■ DOCUMENT PASSAGE ■

No, i want to get the gene counts. I though this is equivalent to gene counts only. Can you please tell me how to get the gene count? what to include in the code? Actually i am very new to this data analysis and i dont know much.
If I remember correctly you will need to add the
-g
parameter (eg.-g gene_id
) where the value of that parameter is what you want to summarize on.In my example it will summarize all matches of reads to exons onto the level denoted by gene_id (might be something else in the gff you are using though, but gene_id is the most likely one) In essence you will need to use the tag that groups all exons to a unique feature (gene_id, transcript_id ... )
The command looks fine to me. The
-g
parameter should begene_id
by default. The-t exon
parameter is also default. These two options work together to specify, for each gene id, calculate the number of reads over their exons.Adding the
-f
flag would make it count each exon seperately. As is (without-f
), it counts reads over each exon, then adds the counts from exons with the same gene_id.The percentage of mapped reads assigned to features in your annotation file will depend on what annotations you are mapping them to and the nature of your data.
For example, for ribo-depleted RNA-seq this is roughly the rate I see when mapping only to gene exons, especially when excluding multi-mappers and overlapping reads. This is because, for my data, many RNA molecules come from repetitive (many copies in the genome) regions, and I also detect a significant amount of intronic signal, which can add up considering how large introns are.
I have added the -g gene_id and -t exon options too but still the %assigned in featureCounts is same only...so is that normal to have such low percentage? or there maybe chance that i am doing some kind of error? The protocol used ribo depletion.Kindly answer.
Also inspect your alignments visually in a browser like IGV to see where the reads are piling up. If they are aligning outside gene models then that is a characteristic of your data.

■ INFORMATION SHOWN ■
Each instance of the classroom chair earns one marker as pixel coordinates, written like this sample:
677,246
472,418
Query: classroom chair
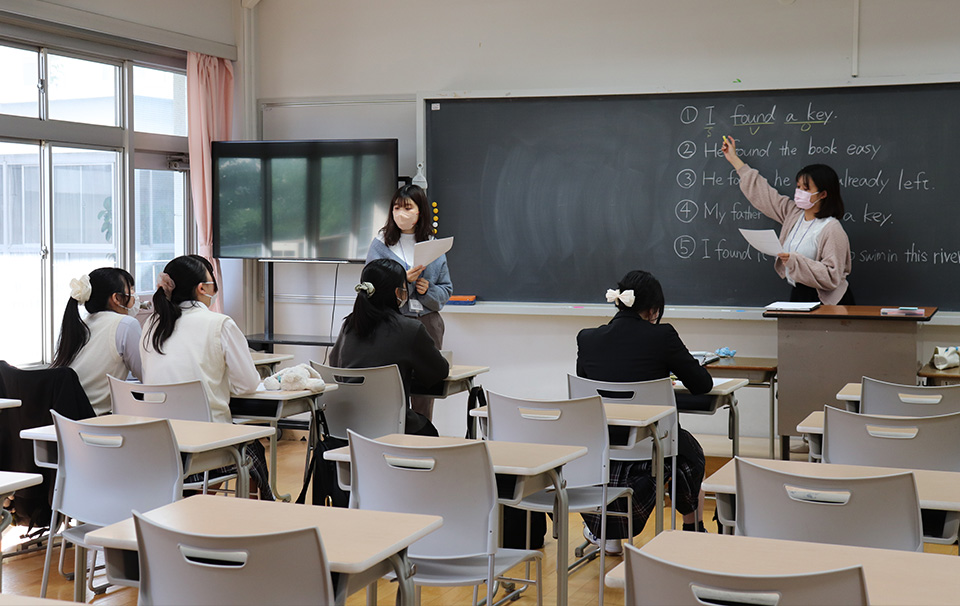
580,422
883,398
652,581
453,481
244,569
878,511
368,401
104,472
906,442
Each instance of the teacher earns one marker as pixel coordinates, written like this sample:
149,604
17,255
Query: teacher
428,288
816,258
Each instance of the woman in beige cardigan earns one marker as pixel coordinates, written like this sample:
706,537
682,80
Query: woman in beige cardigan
816,261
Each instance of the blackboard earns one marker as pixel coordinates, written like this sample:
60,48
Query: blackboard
553,199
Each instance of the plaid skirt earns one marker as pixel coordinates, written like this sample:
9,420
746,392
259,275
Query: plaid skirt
638,476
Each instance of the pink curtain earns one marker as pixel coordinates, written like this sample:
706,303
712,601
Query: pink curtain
209,118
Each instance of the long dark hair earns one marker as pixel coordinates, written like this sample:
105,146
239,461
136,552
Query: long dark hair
186,272
424,227
74,333
371,310
647,292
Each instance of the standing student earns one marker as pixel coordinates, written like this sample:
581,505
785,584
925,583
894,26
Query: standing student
633,347
377,334
185,341
816,261
107,342
428,288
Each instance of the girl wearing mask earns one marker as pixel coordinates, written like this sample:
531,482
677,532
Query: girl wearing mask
106,342
816,261
185,341
428,288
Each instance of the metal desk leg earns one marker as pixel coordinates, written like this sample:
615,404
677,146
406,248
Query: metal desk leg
403,569
561,521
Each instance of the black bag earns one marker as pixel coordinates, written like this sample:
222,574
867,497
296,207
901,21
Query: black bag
323,473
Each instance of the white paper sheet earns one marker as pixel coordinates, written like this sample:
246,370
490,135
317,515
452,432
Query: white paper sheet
428,251
764,240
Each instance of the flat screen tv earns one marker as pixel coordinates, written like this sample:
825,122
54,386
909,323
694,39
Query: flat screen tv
301,199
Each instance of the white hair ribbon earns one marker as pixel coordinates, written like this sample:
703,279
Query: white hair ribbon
80,289
626,297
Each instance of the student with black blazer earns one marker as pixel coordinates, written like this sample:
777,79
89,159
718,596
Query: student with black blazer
635,346
377,334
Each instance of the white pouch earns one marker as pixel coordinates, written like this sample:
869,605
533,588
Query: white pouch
945,357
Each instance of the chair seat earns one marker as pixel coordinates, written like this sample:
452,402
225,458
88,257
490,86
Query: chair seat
453,572
581,499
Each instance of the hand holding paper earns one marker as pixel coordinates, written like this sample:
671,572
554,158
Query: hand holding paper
428,251
764,240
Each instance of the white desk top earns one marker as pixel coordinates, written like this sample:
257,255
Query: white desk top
511,458
936,489
893,577
619,415
192,436
354,539
11,481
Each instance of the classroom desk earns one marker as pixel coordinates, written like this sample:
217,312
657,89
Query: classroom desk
936,489
10,482
266,363
833,345
760,372
204,445
269,407
523,469
893,577
645,420
360,545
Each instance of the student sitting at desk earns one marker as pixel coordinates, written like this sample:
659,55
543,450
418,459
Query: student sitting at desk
107,342
185,341
633,347
377,334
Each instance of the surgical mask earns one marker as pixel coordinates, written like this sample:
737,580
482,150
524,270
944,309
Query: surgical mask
803,199
406,219
133,309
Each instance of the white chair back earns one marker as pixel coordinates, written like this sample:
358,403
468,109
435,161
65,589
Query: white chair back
183,401
105,471
369,401
658,392
183,568
652,581
455,482
580,422
907,442
877,511
883,398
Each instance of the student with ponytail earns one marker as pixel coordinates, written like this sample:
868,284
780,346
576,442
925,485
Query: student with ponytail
105,342
185,341
377,334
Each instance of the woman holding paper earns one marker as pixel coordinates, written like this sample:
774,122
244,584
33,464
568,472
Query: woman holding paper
816,258
429,287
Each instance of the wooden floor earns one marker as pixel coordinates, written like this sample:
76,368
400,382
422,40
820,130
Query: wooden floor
21,574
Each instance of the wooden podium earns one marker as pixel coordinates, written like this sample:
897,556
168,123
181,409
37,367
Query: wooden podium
820,351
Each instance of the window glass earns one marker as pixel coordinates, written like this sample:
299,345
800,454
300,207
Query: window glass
21,316
19,73
159,101
159,222
83,91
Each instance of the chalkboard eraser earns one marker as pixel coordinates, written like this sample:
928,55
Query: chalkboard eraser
462,300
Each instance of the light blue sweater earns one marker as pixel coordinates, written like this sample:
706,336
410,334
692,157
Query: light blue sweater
436,273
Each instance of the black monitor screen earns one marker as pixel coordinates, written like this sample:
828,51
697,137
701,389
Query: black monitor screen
301,199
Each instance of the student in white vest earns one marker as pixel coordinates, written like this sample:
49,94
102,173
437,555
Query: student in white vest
106,342
185,341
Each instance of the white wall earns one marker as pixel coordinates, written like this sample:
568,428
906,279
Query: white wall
352,48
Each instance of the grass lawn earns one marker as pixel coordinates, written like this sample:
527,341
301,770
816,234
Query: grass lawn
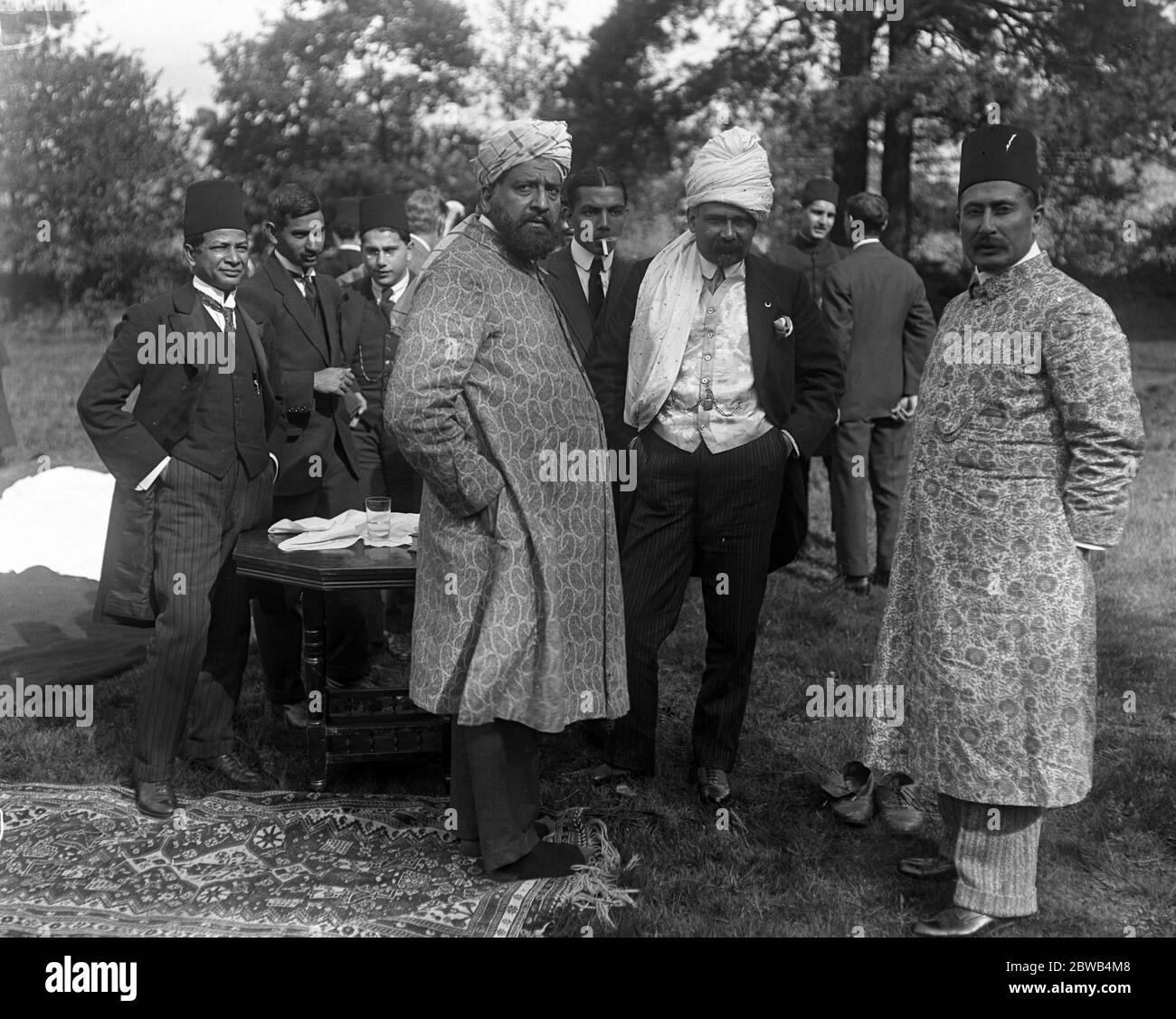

■ PROBLEM TO SOLVE ■
Write the next part of the forum thread on getting gene counts with featureCounts, picking up after its last sentence. None of the entries are needed for this.

■ OUTPUT OF THE EXERCISE ■
Can you confirm that you are using the correct GTF file linked to the genome you used for doing the mapping (species, version, ...) ?
One way to check why there is a low read count is to also count the multimappings. (you might get some pointers from this post for inspiration: featureCounts --primary tag counting uniquely mapped reads and excludes multi-mapped reads? ). If the "missing percentages" are in that part you at least know what is going on.
This is the summary of my alignment for one of my samples and i had used the fasta and gtf files from https://www.gencodegenes.org/mouse/ ...For fasta i have taken the "whole genome" and for the gtf i have used the "Comprehensive gene annotation ALL It contains the comprehensive gene annotation on the reference chromosomes, scaffolds, assembly patches and alternate loci (haplotypes)" of GRCm39 Should i take into account the ambiguous and multimapping reads?
Looks like a large fraction of your reads do not map to known features (or could be mapping to rRNA/introns, which you are likely not counting).
Can there be a chance that i am making any mistakes? or this is what the data is.
There's no obvious mistake I see, but I agree with GenoMax that you should check your RNA signal on IGV to see how it aligns to genes.
I tend to use the "primary" GTFs instead of the "All" gtfs, but it seems that it shouldn't matter that much.